Records from a dataset:
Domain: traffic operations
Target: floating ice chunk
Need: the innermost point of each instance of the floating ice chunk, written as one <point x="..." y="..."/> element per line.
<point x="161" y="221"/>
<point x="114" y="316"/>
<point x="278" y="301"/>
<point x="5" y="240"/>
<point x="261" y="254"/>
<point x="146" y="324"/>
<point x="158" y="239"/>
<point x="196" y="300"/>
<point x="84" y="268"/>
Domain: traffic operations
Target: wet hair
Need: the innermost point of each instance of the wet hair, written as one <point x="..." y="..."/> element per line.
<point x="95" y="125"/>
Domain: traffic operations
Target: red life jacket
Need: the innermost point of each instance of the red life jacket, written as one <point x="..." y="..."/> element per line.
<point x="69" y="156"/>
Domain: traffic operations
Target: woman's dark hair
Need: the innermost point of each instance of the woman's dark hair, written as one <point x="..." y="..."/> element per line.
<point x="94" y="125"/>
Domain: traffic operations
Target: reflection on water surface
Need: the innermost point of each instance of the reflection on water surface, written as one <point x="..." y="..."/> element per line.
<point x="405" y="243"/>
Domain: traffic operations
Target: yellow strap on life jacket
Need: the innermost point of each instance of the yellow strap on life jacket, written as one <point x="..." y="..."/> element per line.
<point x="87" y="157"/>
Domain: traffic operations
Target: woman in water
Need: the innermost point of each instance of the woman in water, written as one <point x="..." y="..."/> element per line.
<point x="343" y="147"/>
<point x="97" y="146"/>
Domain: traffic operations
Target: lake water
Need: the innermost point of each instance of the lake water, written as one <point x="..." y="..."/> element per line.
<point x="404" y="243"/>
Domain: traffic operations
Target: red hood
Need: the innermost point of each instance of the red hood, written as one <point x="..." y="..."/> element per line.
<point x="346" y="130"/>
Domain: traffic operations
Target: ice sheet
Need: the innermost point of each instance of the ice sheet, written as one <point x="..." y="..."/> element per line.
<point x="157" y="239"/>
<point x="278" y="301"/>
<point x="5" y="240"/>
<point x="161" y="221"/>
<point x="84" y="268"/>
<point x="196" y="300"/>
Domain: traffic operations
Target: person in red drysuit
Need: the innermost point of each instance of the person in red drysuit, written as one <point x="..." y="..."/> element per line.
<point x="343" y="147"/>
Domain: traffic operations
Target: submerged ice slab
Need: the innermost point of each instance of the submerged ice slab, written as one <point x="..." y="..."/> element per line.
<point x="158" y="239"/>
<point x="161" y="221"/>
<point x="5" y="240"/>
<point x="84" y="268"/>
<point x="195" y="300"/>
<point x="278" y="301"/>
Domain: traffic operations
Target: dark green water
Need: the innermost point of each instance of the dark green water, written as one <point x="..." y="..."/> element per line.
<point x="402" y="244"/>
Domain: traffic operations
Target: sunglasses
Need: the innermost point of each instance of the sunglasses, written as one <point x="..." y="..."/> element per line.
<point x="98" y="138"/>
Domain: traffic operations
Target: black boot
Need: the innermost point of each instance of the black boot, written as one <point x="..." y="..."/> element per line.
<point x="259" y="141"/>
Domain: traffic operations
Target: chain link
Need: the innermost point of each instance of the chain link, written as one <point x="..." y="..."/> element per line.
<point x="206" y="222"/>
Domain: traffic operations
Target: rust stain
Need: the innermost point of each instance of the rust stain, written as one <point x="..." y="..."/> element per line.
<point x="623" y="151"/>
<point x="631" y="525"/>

● **Task to carry out**: Output the lines above verbatim and in full.

● **Output below**:
Domain: traffic operations
Target: floating ice chunk
Need: the innermost point of each instance of the floating ice chunk, written as one <point x="..." y="..."/> element per line.
<point x="161" y="221"/>
<point x="114" y="316"/>
<point x="278" y="301"/>
<point x="5" y="240"/>
<point x="261" y="254"/>
<point x="146" y="324"/>
<point x="158" y="239"/>
<point x="196" y="300"/>
<point x="84" y="268"/>
Domain: traffic operations
Target: wet hair
Need: the innermost point of each instance of the wet hair, written as one <point x="..." y="..."/> element per line.
<point x="95" y="125"/>
Domain: traffic operations
Target: red life jacket
Need: the innermost point of each instance of the red life jacket, written as one <point x="..." y="..."/> element per line.
<point x="69" y="156"/>
Domain: traffic operations
Target: woman's dark hair
Need: the innermost point of each instance of the woman's dark hair, written as one <point x="..." y="..."/> element per line.
<point x="94" y="125"/>
Domain: traffic operations
Target: reflection on water surface
Need: the innermost point of each instance of the reflection on water surface, written as one <point x="..." y="..."/> element per line.
<point x="405" y="243"/>
Domain: traffic operations
Target: yellow strap on life jacket
Need: the innermost point of each instance of the yellow strap on life jacket, written as one <point x="..." y="..."/> element per line.
<point x="87" y="157"/>
Domain: traffic operations
Target: woman in water
Need: the innermost point of each instance of the woman in water, written as one <point x="..." y="..."/> element per line.
<point x="343" y="147"/>
<point x="97" y="146"/>
Domain: traffic operations
Target: lake water
Need: the innermost point of each instance of the lake water, written as one <point x="..." y="..."/> element per line.
<point x="404" y="243"/>
Domain: traffic operations
Target: red hood
Need: the innermost point of each instance of the red hood, written as one <point x="..." y="..."/> element per line.
<point x="346" y="130"/>
Domain: traffic operations
Target: ice sheet
Need: the innermost point of each instance of the ice sheet, written as one <point x="..." y="..."/> element per line.
<point x="157" y="239"/>
<point x="278" y="301"/>
<point x="5" y="240"/>
<point x="161" y="221"/>
<point x="84" y="268"/>
<point x="196" y="300"/>
Domain: traffic operations
Target: person in red drysuit
Need: the innermost point of each instance of the person in red drysuit, written as one <point x="..." y="..."/> element per line.
<point x="343" y="147"/>
Domain: traffic operations
Target: submerged ice slab
Need: the innermost point of each instance of the submerged ice slab, written as one <point x="..." y="..."/> element per line.
<point x="158" y="239"/>
<point x="161" y="221"/>
<point x="5" y="240"/>
<point x="84" y="268"/>
<point x="195" y="300"/>
<point x="278" y="301"/>
Domain: traffic operations
Target: dark green water
Need: the innermost point of each instance of the dark green water, written as one <point x="..." y="..."/> element per line.
<point x="402" y="244"/>
Domain: traffic operations
Target: sunglasses
Need: the innermost point of each instance of the sunglasses, written as one <point x="..." y="..."/> element per line.
<point x="98" y="138"/>
Domain: traffic operations
Target: black boot
Need: the innermost point of each instance of the black boot, written as one <point x="..." y="..."/> element per line.
<point x="259" y="141"/>
Domain: traffic operations
Target: chain link
Need: the innermost point of each instance of the chain link, written as one <point x="..." y="..."/> element per line.
<point x="206" y="222"/>
Domain: traffic operations
Target: rust stain
Need: the innermost point of each instance of the rust stain, written as one <point x="..." y="..."/> element per line.
<point x="623" y="151"/>
<point x="631" y="525"/>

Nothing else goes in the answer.